DATASET CONTENT »
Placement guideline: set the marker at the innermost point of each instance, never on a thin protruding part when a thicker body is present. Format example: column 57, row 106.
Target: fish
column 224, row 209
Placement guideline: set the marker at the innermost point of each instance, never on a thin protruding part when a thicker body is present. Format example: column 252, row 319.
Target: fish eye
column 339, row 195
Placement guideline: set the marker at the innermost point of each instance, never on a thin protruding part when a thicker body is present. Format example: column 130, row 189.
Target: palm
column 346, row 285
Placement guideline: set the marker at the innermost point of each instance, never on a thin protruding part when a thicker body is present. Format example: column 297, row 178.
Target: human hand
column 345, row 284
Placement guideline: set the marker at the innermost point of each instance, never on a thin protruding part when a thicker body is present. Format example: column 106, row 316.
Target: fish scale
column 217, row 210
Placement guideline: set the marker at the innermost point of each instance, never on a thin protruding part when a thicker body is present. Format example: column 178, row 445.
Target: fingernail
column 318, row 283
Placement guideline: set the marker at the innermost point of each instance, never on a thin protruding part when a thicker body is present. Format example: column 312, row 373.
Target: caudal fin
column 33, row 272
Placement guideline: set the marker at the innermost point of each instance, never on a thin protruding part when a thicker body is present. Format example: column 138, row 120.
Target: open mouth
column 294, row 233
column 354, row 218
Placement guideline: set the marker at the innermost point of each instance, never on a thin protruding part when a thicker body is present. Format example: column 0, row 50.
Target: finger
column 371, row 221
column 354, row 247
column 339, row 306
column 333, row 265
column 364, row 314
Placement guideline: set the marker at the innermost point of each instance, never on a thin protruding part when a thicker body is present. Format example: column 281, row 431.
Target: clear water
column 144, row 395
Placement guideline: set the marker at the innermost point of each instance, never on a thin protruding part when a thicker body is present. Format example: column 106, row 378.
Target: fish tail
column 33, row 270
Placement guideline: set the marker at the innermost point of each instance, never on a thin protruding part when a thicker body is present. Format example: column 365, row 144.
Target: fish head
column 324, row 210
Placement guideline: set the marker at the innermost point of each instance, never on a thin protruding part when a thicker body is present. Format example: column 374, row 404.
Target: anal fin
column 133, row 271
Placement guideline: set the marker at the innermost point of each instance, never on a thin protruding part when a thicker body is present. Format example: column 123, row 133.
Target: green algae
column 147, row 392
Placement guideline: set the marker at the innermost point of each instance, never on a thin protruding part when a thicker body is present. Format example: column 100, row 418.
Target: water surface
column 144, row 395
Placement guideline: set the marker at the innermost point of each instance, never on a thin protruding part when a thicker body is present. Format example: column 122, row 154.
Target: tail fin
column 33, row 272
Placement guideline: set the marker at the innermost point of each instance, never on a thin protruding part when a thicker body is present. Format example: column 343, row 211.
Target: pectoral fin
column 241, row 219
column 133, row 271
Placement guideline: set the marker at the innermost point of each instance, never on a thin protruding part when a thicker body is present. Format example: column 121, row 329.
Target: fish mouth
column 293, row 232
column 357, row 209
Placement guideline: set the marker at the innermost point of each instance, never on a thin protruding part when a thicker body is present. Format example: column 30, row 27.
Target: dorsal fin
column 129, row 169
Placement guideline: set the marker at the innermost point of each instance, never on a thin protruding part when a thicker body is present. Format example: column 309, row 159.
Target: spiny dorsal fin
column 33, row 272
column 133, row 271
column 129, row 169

INSTRUCTIONS TO FOLLOW » Transcription of the entire listing, word for word, is required.

RESPONSE AREA »
Placement guideline: set the marker at the innermost point of each instance, never on a thin protruding part when a thicker body is present. Format example: column 57, row 106.
Target: fish
column 224, row 209
Placement guideline: set the marker at the innermost point of each instance, never on a thin protruding part when a thicker body is present. Format example: column 252, row 319.
Target: fish eye
column 339, row 195
Placement guideline: set the marker at the innermost point of each instance, never on a thin protruding part when a thicker body is present. Format example: column 130, row 189.
Target: palm
column 346, row 285
Placement guideline: set the marker at the innermost point of each instance, never on a thin protruding part when a thicker body is present. Format example: column 297, row 178.
Target: human hand
column 345, row 284
Placement guideline: set the marker at the innermost point of each instance, never on a thin protruding part when a thicker body is present. Format example: column 106, row 316.
Target: fish scale
column 217, row 210
Placement guideline: set the marker at the innermost point of each instance, never on a thin protruding part when a thicker body is present. Format example: column 178, row 445.
Target: fingernail
column 318, row 283
Placement guideline: set the marker at the innermost point of each instance, never on a thin protruding part when a thicker body is present. Format example: column 312, row 373.
Target: caudal fin
column 33, row 272
Placement guideline: set the marker at the innermost point of each instance, never on a thin protruding part when a thicker body is present. Format example: column 138, row 120.
Target: open mouth
column 294, row 233
column 354, row 218
Placement guideline: set the marker at the innermost point of each instance, never on a thin protruding part when a thicker body is present. Format example: column 0, row 50.
Target: finger
column 371, row 221
column 354, row 247
column 339, row 306
column 333, row 265
column 364, row 314
Placement guideline: set the marker at the innermost point of each instance, never on a thin protruding part when a thicker body is present. Format example: column 281, row 431.
Target: clear water
column 144, row 395
Placement guideline: set the marker at the innermost point of each instance, never on a thin protruding part when a thicker body is present. Format example: column 106, row 378.
Target: fish tail
column 33, row 270
Placement guideline: set the marker at the innermost point of each instance, never on a thin protruding part when a thicker body is present. Format example: column 365, row 144.
Target: fish head
column 324, row 210
Placement guideline: set the marker at the innermost point of each instance, never on a thin protruding part when a thicker body is present. Format example: column 374, row 404.
Target: anal fin
column 133, row 271
Placement guideline: set the marker at the innermost point of each instance, never on a thin protruding part when a thicker body is present. Format example: column 123, row 133.
Target: green algae
column 147, row 392
Placement guideline: set the marker at the innermost point of each instance, never on a thin protruding part when a thicker body is present. Format example: column 100, row 418.
Target: water surface
column 144, row 395
Placement guideline: set the marker at the innermost point of each instance, never on a thin protruding part when a thicker body is present. Format example: column 122, row 154.
Target: tail fin
column 33, row 272
Placement guideline: set the marker at the innermost point of each instance, never on a thin protruding part when a thicker body is present. Format example: column 343, row 211.
Target: pectoral fin
column 241, row 219
column 133, row 271
Placement guideline: set the marker at the innermost point of each instance, never on a thin protruding part when a thicker body is present. Format example: column 121, row 329.
Target: fish mouth
column 293, row 232
column 357, row 209
Placement guideline: set the marker at the innermost point of each instance, never on a thin protruding part when a thicker body is present. Format example: column 30, row 27.
Target: dorsal fin
column 129, row 169
Placement guideline: set the marker at the innermost point of each instance, never on a thin protruding part when a thicker body is present. Format example: column 309, row 159.
Target: spiny dorsal fin
column 33, row 272
column 133, row 271
column 129, row 169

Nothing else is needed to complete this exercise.